The task: Pick out each row below that contains the word "beige", and copy every such row in full.

Data rows:
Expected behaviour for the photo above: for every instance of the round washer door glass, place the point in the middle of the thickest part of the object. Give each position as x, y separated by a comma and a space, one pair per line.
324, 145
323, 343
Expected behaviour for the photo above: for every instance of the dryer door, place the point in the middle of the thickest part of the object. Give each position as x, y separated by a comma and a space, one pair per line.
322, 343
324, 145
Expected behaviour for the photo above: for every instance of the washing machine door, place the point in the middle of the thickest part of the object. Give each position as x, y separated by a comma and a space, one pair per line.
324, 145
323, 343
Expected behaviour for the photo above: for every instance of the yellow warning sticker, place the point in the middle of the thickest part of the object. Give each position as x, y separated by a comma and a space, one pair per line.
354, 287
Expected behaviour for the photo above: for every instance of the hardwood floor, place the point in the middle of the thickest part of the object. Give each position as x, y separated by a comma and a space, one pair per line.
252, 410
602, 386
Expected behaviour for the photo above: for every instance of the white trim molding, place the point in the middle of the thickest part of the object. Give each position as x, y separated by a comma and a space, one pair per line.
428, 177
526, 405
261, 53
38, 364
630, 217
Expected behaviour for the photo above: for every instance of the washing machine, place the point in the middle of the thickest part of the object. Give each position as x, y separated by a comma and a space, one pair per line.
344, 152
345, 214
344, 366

---

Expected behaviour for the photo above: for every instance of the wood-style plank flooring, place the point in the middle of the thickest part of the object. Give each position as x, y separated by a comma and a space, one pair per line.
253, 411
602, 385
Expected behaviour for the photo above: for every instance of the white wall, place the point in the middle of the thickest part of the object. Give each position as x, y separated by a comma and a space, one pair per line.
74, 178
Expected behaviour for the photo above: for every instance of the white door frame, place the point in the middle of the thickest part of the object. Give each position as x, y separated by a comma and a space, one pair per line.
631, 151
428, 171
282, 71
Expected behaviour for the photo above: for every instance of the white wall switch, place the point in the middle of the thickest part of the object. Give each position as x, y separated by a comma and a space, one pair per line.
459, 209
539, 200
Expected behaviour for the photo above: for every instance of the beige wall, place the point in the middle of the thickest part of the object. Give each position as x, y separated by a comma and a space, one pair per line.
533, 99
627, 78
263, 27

Solution to this exercise:
Expected behaviour for the photo above: for every instance of the beige wall, place the point in the middle of the thickest part of the object. Give each position as x, y separated by a comma and a space, one pair per line.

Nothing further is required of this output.